>> Start MATERIAL FOR THIS TASK

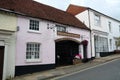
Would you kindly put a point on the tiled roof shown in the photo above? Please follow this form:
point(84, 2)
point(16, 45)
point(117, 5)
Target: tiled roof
point(38, 10)
point(74, 9)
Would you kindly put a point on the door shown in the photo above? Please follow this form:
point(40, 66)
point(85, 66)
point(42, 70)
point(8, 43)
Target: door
point(1, 61)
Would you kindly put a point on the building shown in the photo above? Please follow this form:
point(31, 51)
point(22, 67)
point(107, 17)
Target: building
point(45, 36)
point(104, 29)
point(8, 22)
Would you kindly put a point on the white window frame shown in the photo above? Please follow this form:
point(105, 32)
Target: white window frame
point(119, 28)
point(32, 50)
point(34, 25)
point(61, 28)
point(97, 20)
point(110, 26)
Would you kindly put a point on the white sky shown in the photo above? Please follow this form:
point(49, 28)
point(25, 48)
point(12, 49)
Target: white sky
point(108, 7)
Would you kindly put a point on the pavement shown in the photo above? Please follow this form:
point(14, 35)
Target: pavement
point(61, 71)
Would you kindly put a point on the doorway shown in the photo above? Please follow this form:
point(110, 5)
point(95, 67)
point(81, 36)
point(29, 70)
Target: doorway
point(1, 61)
point(65, 52)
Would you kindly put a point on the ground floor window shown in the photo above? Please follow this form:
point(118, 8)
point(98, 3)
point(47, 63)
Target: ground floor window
point(101, 44)
point(32, 51)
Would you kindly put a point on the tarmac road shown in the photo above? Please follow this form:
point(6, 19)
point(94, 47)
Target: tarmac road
point(109, 71)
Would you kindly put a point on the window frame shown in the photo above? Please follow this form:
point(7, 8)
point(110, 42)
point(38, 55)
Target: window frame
point(61, 28)
point(110, 26)
point(97, 20)
point(33, 51)
point(34, 25)
point(119, 28)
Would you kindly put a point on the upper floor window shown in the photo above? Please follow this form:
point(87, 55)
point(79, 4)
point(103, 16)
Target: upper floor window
point(119, 28)
point(61, 28)
point(34, 25)
point(109, 24)
point(97, 20)
point(32, 51)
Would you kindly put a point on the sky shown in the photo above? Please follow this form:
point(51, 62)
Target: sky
point(107, 7)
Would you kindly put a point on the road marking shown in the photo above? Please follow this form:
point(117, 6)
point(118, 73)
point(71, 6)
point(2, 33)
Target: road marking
point(84, 69)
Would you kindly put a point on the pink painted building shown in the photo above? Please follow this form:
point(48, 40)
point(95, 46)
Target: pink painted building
point(47, 37)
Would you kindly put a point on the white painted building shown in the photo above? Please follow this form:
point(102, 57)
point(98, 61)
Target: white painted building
point(104, 29)
point(32, 38)
point(8, 24)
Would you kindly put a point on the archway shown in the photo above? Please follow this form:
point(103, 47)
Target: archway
point(66, 49)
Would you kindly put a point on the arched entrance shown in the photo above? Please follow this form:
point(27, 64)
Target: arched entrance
point(66, 49)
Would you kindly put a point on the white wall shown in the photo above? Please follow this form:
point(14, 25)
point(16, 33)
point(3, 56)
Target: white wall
point(88, 16)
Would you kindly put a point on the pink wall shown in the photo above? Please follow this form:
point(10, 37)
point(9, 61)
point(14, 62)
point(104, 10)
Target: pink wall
point(46, 37)
point(47, 50)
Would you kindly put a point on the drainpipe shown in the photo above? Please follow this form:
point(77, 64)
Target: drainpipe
point(90, 31)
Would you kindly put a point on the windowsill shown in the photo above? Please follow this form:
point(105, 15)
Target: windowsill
point(33, 60)
point(32, 31)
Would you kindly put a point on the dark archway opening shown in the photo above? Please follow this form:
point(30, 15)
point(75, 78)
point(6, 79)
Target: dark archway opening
point(65, 52)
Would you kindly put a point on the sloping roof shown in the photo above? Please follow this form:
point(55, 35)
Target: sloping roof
point(74, 9)
point(38, 10)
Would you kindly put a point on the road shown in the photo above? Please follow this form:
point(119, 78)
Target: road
point(109, 71)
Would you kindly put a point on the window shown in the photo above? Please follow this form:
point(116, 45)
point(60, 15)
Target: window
point(119, 28)
point(110, 43)
point(101, 44)
point(32, 51)
point(109, 24)
point(61, 28)
point(34, 25)
point(97, 20)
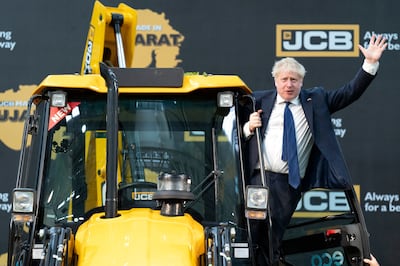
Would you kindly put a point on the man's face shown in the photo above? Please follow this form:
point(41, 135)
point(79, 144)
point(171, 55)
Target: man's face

>> End MATERIAL FOR THIS TASK

STATED GOAL —
Leave out the pictures and copy everything else in the records word for word.

ANSWER TO THE EXERCISE —
Would you kindly put a point on the tiled roof shown in the photo above? Please follow this form:
point(84, 2)
point(16, 45)
point(117, 5)
Target: tiled roof
point(38, 10)
point(74, 9)
Would you kindly put a point on the door shown in the photo above? Please follow this form:
point(40, 66)
point(85, 66)
point(42, 70)
point(8, 43)
Target: door
point(1, 61)
Would you kindly put a point on the building shown in the photo above? Please follow this form:
point(31, 51)
point(22, 67)
point(107, 17)
Target: building
point(45, 36)
point(104, 29)
point(8, 22)
Would you kindly put a point on the white window frame shown in the photo above? Please follow this form:
point(105, 32)
Target: white window frame
point(119, 28)
point(32, 50)
point(34, 25)
point(61, 28)
point(97, 20)
point(110, 26)
Would you kindly put a point on the white sky shown in the photo above? Please follow this form:
point(49, 28)
point(25, 48)
point(12, 49)
Target: white sky
point(108, 7)
Would you kindly put a point on the pavement shown in the photo above? Please follow this form:
point(14, 35)
Target: pavement
point(61, 71)
Would you kindly put a point on the doorway shown in the photo above? Please follow this form:
point(110, 5)
point(95, 67)
point(81, 36)
point(29, 70)
Target: doorway
point(1, 61)
point(65, 52)
Would you kindly put a point on the ground floor window shown in the photo above? Please follow this form:
point(118, 8)
point(98, 3)
point(47, 63)
Target: ground floor window
point(101, 44)
point(32, 51)
Would you kindly put a point on the tarmac road shown in the photo above? Please follow this form:
point(6, 19)
point(94, 47)
Target: tarmac road
point(109, 71)
Would you kindly put a point on the window frame shown in the photo above? Please follow this form:
point(7, 8)
point(110, 42)
point(38, 55)
Target: window frame
point(61, 28)
point(110, 26)
point(97, 20)
point(33, 51)
point(34, 25)
point(119, 28)
Would you kindly put a point on the upper floor window shown in the photo above? Please follow this form:
point(87, 55)
point(79, 4)
point(103, 16)
Target: upper floor window
point(119, 28)
point(61, 28)
point(34, 25)
point(109, 24)
point(97, 20)
point(32, 51)
Would you kindly put a point on the sky shown in the photo above? Please follow this form:
point(51, 62)
Target: sky
point(107, 7)
Would you kindly put a point on the road marking shown in the photo above? Please follow this form:
point(117, 6)
point(118, 73)
point(71, 6)
point(2, 33)
Target: road marking
point(84, 69)
Would you kindly put a point on the pink painted building shown in the photo above? Please follow this form:
point(48, 40)
point(95, 46)
Target: pink painted building
point(47, 37)
Would you kindly put a point on the white painted building shown in the photo above? Please follow this form:
point(102, 57)
point(98, 61)
Target: white painted building
point(104, 29)
point(32, 38)
point(8, 24)
Would you kindly put a point on the archway shown in the photo above? Please follow this form:
point(103, 47)
Target: archway
point(66, 49)
Would you kindly put a point on the arched entrance shown in the photo above? Please follow this form:
point(27, 64)
Target: arched entrance
point(66, 49)
Would you kindly put a point on the white wall shown in the photo above? Please follow this form:
point(14, 25)
point(16, 33)
point(3, 56)
Target: white wall
point(88, 16)
Would you kindly put a point on the pink wall shown in the photo above? Please follow this form:
point(10, 37)
point(9, 61)
point(14, 62)
point(104, 10)
Target: pink wall
point(46, 37)
point(47, 50)
Would you kindly put a point on the drainpipe shown in the photo above? Please follow this form:
point(77, 64)
Target: drainpipe
point(90, 31)
Would you kindly put a point on the windowsill shown in the photo above? Please follow this form:
point(105, 15)
Target: windowsill
point(33, 60)
point(32, 31)
Would you kindly put a point on the dark archway opening shown in the photo above? Please follow this form:
point(30, 15)
point(75, 78)
point(6, 79)
Target: dark archway opening
point(65, 52)
Would you kindly put a point on the sloping roof shown in the photo above? Please follow this form:
point(55, 35)
Target: sloping roof
point(74, 9)
point(38, 10)
Would you kindly put a point on the road shown in the photo above? Please follow this form:
point(119, 78)
Target: road
point(109, 71)
Would you kindly put a point on the window shown in the photo above? Please follow this form:
point(116, 45)
point(60, 15)
Target: window
point(119, 28)
point(110, 43)
point(101, 44)
point(32, 51)
point(109, 24)
point(61, 28)
point(34, 25)
point(97, 20)
Would you kindly put a point on the man's face shown in the photo above? Please follow this form:
point(41, 135)
point(79, 144)
point(171, 55)
Target: man's face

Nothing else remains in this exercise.